EXCERPTED DATA —

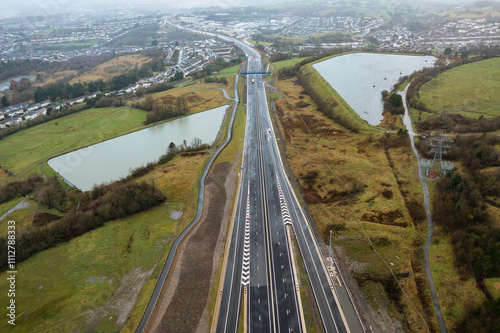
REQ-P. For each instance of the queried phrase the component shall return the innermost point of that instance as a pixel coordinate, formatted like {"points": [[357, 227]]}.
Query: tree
{"points": [[196, 143], [40, 95], [396, 101], [5, 102], [177, 76], [50, 193], [172, 148]]}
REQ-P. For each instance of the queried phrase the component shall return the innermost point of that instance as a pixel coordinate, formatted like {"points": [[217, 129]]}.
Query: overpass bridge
{"points": [[247, 73]]}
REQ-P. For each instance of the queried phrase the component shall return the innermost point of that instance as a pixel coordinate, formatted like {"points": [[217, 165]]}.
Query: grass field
{"points": [[227, 72], [23, 151], [200, 96], [327, 92], [78, 289], [455, 294], [385, 179], [285, 63], [52, 78], [116, 66], [471, 90]]}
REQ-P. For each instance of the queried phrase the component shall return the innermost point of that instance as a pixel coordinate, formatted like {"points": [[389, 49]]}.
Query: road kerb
{"points": [[296, 279]]}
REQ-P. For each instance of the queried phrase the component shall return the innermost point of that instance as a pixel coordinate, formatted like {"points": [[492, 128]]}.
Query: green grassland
{"points": [[55, 292], [359, 161], [285, 63], [227, 72], [23, 151], [470, 90], [455, 294]]}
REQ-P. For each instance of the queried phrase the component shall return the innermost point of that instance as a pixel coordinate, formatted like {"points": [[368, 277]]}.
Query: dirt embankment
{"points": [[183, 306]]}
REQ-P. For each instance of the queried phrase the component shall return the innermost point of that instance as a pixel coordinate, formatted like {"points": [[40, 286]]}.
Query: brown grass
{"points": [[53, 78], [200, 97], [113, 67], [377, 183]]}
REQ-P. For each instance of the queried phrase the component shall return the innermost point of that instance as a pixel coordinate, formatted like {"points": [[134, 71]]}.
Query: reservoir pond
{"points": [[113, 159], [360, 78]]}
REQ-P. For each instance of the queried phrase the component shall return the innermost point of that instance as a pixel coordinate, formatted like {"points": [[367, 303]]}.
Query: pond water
{"points": [[113, 159], [360, 78]]}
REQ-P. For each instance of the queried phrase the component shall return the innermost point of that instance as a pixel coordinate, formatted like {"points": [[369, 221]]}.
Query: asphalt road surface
{"points": [[272, 300]]}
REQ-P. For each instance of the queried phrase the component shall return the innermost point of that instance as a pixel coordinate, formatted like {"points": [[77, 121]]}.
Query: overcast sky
{"points": [[11, 8]]}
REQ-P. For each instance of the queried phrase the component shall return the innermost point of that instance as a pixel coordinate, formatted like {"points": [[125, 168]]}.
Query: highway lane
{"points": [[320, 283], [272, 304], [313, 260], [150, 309], [260, 304]]}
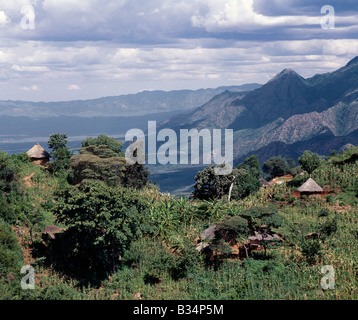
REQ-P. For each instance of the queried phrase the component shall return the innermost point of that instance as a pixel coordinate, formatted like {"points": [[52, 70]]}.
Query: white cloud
{"points": [[73, 87], [31, 88]]}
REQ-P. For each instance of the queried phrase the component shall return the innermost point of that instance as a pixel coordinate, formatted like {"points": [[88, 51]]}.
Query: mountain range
{"points": [[286, 116], [139, 104]]}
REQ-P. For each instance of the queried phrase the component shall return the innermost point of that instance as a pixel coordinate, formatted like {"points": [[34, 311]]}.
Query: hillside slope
{"points": [[287, 110]]}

SHORT TASK —
Recast all of the material above as a Markdown table with two columns, Number and Line. Give one row per line, skip blank lines, and leave the pictures out.

TASK ANSWER —
| Number | Line |
|---|---|
| 1 | REQ-P. For each instance of the queried phrase the component shall return the innermost point of that instance as a pixel coordinate, formatted like {"points": [[357, 227]]}. |
| 2 | Query: tree |
| 3 | {"points": [[196, 143], [40, 95], [396, 101], [5, 102], [177, 76], [50, 193], [172, 148]]} |
| 4 | REQ-P. For each instance of the queried phrase the component shall return the innermost point of that instance as a pixel coordinate, formatted like {"points": [[217, 129]]}. |
| 5 | Query: overpass bridge |
| 6 | {"points": [[247, 73]]} |
| 7 | REQ-P. For each instance of the queried phrase the component shall return the innermost point of that instance as a pixel coordinate, formatted like {"points": [[217, 165]]}. |
| 8 | Query: grass field |
| 9 | {"points": [[227, 72], [23, 151], [200, 96], [327, 92], [78, 289], [455, 294], [385, 179], [285, 63], [52, 78], [116, 66], [471, 90]]} |
| 10 | REQ-P. For each instance of the queried phrase the component shall return the innermost point of that instance as a pixel coordinate, formatted like {"points": [[389, 49]]}. |
| 11 | Query: road kerb |
| 12 | {"points": [[296, 279]]} |
| 13 | REQ-P. For each instance of the queried phrase the component shall return the innermost point of that instance as a pixel coordinate, formatted like {"points": [[492, 128]]}. |
| 14 | Query: green grassland |
| 15 | {"points": [[55, 292], [359, 161], [285, 63], [227, 72], [23, 151], [470, 90], [455, 294]]} |
| 16 | REQ-P. For each instance of the queried phrase the component shall return the innermost point of that instance as a pixel coordinate, formatted like {"points": [[368, 277]]}. |
| 17 | Query: dirt embankment |
| 18 | {"points": [[183, 306]]} |
| 19 | REQ-P. For each instance of the queried phrase the component shall return the innermost point of that instance as a pixel coordinate, formatted like {"points": [[40, 286]]}. |
| 20 | Query: brown grass |
| 21 | {"points": [[53, 78], [200, 97], [113, 67], [377, 183]]} |
| 22 | REQ-P. For each instance of the queried phrase the component shall return the innermost point of that instance as a pixel coordinate, formatted like {"points": [[134, 71]]}. |
| 23 | Query: reservoir pond |
| 24 | {"points": [[113, 159], [360, 78]]} |
| 25 | REQ-P. For each instance of the queried phrase the component shall return the innermost point of that instance as a pixel coordinate, formatted like {"points": [[367, 303]]}. |
| 26 | Query: pond water |
| 27 | {"points": [[113, 159], [360, 78]]} |
| 28 | REQ-P. For each instance of the queried phrase the component shall return the innermost point of that instance as a pixel coordinate, formatted like {"points": [[369, 221]]}. |
| 29 | Query: asphalt road surface |
| 30 | {"points": [[272, 300]]} |
| 31 | REQ-P. For each instance of the queried phrase the component shall return the innermost point of that instance as a pixel coordinate, formatted like {"points": [[77, 121]]}. |
| 32 | Query: overcast sky |
| 33 | {"points": [[11, 8]]} |
| 34 | REQ-P. For each instance of the queried phrase the component shall return the innermost point of that instance as a pixel coordinate, formatted like {"points": [[125, 168]]}. |
| 35 | Query: highway lane |
| 36 | {"points": [[320, 283], [272, 304], [313, 260], [150, 309], [260, 304]]} |
| 37 | REQ-P. For each instance of the queried phrase the component shall return the innermost point of that instance as a pixel coordinate, formatted like {"points": [[52, 70]]}. |
| 38 | Query: white cloud |
| 39 | {"points": [[73, 87], [31, 88]]} |
| 40 | REQ-P. For each instance of the queried phrase the component shall return the innermost point of that instance as a pixel coordinate, formatted like {"points": [[88, 51]]}. |
| 41 | Query: mountain range |
| 42 | {"points": [[286, 116], [139, 104]]} |
| 43 | REQ-P. For each instance of the queried phrase the component shall return the innermost point of that instance as a pixel coordinate, formatted like {"points": [[34, 311]]}. |
| 44 | Query: hillside slope |
| 45 | {"points": [[287, 110]]} |